▶ [WHAT THE EXERCISE ASKS]: Copy word for word the passage of the forum thread on echoey orchestral recordings below, starting with "As for other" and going on through "aspects of it...".

▶ [PASSAGE TO READ]:
┌────────

# Looking for "echoey" orchestral recordings



## humanbean (Mar 5, 2011)

I recently started listening to the Hanover Band's (conducted by Roy Goodman) performance of Schubert's 4th, and I must say it is very impressive. One thing that makes it great, in my opinion, is the way they recorded it. It sounds to me like it was recorded in a grand hall, with the mics capturing every moment of reverberation. Every second of sforzando gives me the goosebumps. This method of recording really brings out a lot of the horns, as you'll see in the following example:






My question is, can anyone suggest any other recordings of orchestral works that capture this as well?


----------



## TxllxT (Mar 2, 2011)

Welcome on TC! It is a bit peculiar that you like recordings with great reverberation, because mostly such recordings (except for organ-recordings) are regarded as no-gooddies. But you're fully entitled to your own musical taste. I remember, that some Italian orchestras (Claudio Scimone is a name to remember) like to play & be recorded in grand halls, so I would say: look in the direction of Vivaldi & other Italian composers performed on modern instruments by Italians.


----------



## Sid James (Feb 7, 2009)

I don't mind the type of acoustic you describe either, as long as the recording is clear & I can hear everything. In the 1950's, Sir Eugene Goossens conducted the Sydney Symphony Orchestra in a series of recordings made in the Great Hall of Sydney University. I heard a number of these recordings on a radio program a few years ago, & one thing I remember about this is a slight (or maybe more than slight, hard to remember) "echo" effect. I particularly remember them performing Goossens' own music, as well as some Spanish modern composers, including Turina. I'm not sure if these recordings are commercially available, or whether they're only on vinyl, or if they were/are on CD but out of print. Anyhow, here is some information below (on the Sydney University website).

http://sydney.edu.au/senate/Goossens_GreatHall.shtml

As for other music which has an "echo" effect, you can't go past Monteverdi's _Vespers of 1610 (Vespro Della Beata Virgine)_. In a number of the "concertos" for solo voices and small ensemble in the first part of that work, there is a "dialogue" between some of the singers close to the microphones and at the other end of the hall (one of these concertos is called "The Two Seraphims" - so you must get the drift even from that title). In the concluding mighty _Magnificat,_ Monteverdi employs this "echo" effect again with brilliant impact, especially with his use of the trumpets. I think, given the tenor of your request member humanbean, you may definitely end up liking this masterpiece - in fact, that "echo" effect is one of my favourite aspects of it...


----------

└────────

▶ [DATA RECORDS]:
┌────────

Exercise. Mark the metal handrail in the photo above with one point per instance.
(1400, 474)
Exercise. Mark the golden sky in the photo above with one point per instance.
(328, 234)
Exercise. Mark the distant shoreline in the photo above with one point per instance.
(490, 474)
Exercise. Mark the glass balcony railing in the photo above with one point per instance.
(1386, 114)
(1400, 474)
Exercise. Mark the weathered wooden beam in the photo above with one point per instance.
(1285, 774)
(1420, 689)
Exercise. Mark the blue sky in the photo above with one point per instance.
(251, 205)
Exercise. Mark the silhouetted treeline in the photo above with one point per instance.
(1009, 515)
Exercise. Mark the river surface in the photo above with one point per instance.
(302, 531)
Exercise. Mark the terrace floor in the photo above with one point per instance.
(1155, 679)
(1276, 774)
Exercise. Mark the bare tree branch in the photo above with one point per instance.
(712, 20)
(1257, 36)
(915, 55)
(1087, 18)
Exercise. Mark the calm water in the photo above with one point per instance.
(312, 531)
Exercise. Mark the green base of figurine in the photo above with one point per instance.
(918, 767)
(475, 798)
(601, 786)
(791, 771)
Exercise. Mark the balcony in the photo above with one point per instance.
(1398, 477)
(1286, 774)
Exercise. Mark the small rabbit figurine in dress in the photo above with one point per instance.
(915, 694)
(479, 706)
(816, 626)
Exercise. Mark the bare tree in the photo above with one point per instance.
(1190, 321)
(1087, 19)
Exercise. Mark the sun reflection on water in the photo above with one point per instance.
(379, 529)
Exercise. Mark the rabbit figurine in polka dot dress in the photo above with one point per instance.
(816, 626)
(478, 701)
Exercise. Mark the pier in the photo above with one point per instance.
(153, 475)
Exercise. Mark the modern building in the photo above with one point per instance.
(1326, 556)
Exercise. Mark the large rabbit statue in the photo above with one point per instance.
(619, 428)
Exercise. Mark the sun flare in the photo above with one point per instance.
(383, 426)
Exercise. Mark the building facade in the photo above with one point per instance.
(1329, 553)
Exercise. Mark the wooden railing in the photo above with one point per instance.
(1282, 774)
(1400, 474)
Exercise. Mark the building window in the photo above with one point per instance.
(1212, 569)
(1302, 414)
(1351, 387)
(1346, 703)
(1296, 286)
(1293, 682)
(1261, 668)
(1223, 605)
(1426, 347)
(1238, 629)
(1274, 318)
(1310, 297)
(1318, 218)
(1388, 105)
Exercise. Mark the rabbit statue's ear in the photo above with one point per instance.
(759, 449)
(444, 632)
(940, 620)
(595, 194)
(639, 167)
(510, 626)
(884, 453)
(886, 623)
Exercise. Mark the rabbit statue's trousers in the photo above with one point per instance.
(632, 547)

└────────

▶ [EXERCISE RESPONSE]:
As for other music which has an "echo" effect, you can't go past Monteverdi's _Vespers of 1610 (Vespro Della Beata Virgine)_. In a number of the "concertos" for solo voices and small ensemble in the first part of that work, there is a "dialogue" between some of the singers close to the microphones and at the other end of the hall (one of these concertos is called "The Two Seraphims" - so you must get the drift even from that title). In the concluding mighty _Magnificat,_ Monteverdi employs this "echo" effect again with brilliant impact, especially with his use of the trumpets. I think, given the tenor of your request member humanbean, you may definitely end up liking this masterpiece - in fact, that "echo" effect is one of my favourite aspects of it...